## EXERCISE
Present each line of the records below as an item in a numbered list, omitting any blank lines.

── EXTRACTED DATA

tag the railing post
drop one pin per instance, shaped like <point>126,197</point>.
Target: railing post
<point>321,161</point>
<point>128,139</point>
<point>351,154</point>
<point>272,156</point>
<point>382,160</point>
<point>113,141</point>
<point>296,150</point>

────

## THE SOLUTION
1. tag the railing post
2. drop one pin per instance, shaped like <point>126,197</point>.
3. Target: railing post
4. <point>321,161</point>
5. <point>128,139</point>
6. <point>351,154</point>
7. <point>272,156</point>
8. <point>382,160</point>
9. <point>113,141</point>
10. <point>296,150</point>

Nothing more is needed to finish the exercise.